# Mixed Symbolic-Numeric Perturbation Theory

## Background

**Symbolics.jl** is a fast and modern Computer Algebra System (CAS) written in the Julia Programming Language. It is an integral part of the SciML ecosystem of differential equation solvers and scientific machine learning packages. While **Symbolics.jl** is primarily designed for modern scientific computing (e.g., auto-differentiation, machine learning), it is a powerful CAS that can also be useful for *classic* scientific computing. One such application is using the *perturbation* theory to solve algebraic and differential equations.

Perturbation methods are a collection of techniques to solve intractable problems that generally don't have a closed solution but depend on a tunable parameter and have closed or easy solutions for some values of the parameter. The main idea is to assume a solution as a power series in the tunable parameter (say $ϵ$), such that $ϵ = 0$ corresponds to an easy solution.

□ □ □

**Directive A:**
Answer these questions using the perturbation theory page:
(i) In what programming language is Symbolics.jl written?
(ii) Of which ecosystem is Symbolics.jl an integral part?
(iii) In perturbation methods, the solution is assumed to be a power series in what?
**Directive B:** Write the next part of the perturbation theory page, picking up after its last sentence.

**Rows from a segmentation dataset:**
□ □ □

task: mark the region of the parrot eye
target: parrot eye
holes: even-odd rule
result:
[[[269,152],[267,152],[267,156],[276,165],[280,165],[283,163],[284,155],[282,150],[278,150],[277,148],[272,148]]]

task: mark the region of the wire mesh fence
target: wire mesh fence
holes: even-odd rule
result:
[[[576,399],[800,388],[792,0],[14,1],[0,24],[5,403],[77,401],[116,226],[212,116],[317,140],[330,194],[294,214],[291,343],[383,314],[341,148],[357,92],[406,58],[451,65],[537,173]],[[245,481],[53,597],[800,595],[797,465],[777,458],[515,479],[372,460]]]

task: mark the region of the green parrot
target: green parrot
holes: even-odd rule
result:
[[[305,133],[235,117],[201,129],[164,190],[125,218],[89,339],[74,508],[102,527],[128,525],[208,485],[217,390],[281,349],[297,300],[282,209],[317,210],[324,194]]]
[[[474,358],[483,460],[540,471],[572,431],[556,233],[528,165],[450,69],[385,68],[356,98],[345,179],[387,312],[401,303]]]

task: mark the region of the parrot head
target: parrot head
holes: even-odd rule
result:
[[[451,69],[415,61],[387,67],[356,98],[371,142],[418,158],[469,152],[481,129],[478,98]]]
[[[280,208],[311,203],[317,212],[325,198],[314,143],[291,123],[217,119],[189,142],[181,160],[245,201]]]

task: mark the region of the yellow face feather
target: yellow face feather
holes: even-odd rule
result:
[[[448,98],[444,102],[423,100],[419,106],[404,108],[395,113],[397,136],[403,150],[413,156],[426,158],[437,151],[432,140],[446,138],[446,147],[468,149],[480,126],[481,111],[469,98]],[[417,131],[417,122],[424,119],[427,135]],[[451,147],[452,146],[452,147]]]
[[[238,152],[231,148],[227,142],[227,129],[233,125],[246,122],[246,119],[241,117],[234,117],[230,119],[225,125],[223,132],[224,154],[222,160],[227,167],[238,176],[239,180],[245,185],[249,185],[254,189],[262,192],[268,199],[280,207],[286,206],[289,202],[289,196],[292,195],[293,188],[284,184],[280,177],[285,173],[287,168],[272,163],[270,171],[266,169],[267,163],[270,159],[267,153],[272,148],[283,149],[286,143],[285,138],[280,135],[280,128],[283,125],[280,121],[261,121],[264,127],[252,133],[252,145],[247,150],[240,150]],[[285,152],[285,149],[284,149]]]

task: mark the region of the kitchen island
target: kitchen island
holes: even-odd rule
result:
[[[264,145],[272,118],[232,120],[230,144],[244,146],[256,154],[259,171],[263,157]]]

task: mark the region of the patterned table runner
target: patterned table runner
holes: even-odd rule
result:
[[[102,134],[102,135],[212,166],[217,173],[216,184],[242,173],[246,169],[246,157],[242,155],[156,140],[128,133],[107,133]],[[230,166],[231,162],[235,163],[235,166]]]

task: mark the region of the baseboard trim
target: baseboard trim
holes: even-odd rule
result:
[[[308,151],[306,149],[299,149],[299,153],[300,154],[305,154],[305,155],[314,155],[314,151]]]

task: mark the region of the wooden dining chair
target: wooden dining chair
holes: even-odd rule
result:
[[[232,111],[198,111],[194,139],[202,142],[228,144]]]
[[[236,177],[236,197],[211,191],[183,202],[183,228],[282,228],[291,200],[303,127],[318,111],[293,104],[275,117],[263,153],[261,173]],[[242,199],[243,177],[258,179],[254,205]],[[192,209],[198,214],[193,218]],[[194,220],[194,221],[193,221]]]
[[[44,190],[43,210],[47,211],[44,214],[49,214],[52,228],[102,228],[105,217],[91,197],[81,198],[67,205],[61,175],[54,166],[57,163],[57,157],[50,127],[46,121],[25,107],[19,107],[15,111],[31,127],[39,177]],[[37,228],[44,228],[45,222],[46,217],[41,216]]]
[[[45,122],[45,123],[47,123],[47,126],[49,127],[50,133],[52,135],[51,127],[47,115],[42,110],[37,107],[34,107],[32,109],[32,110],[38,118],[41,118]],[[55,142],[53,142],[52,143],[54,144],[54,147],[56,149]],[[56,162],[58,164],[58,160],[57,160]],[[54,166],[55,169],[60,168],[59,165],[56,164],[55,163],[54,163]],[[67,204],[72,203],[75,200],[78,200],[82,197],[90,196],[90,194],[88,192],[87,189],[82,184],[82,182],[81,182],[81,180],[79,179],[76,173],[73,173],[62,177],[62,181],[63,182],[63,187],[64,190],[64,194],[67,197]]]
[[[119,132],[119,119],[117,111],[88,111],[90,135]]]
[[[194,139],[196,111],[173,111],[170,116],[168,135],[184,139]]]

□ □ □

**Written answer A:**
(i) Julia
(ii) The SciML ecosystem of differential equation solvers and scientific machine learning packages
(iii) The tunable parameter, written as ϵ

**Written answer B:**
We will discuss the general steps of the perturbation methods to solve algebraic (this tutorial) and differential equations

The hallmark of the perturbation method is the generation of long and convoluted intermediate equations, which are subjected to algorithmic and mechanical manipulations. Therefore, these problems are well suited for CAS. In fact, CAS software packages have been used to help with the perturbation calculations since the early 1970s.

In this tutorial, our goal is to show how to use a mix of symbolic manipulations (**Symbolics.jl**) and numerical methods to solve simple perturbation problems.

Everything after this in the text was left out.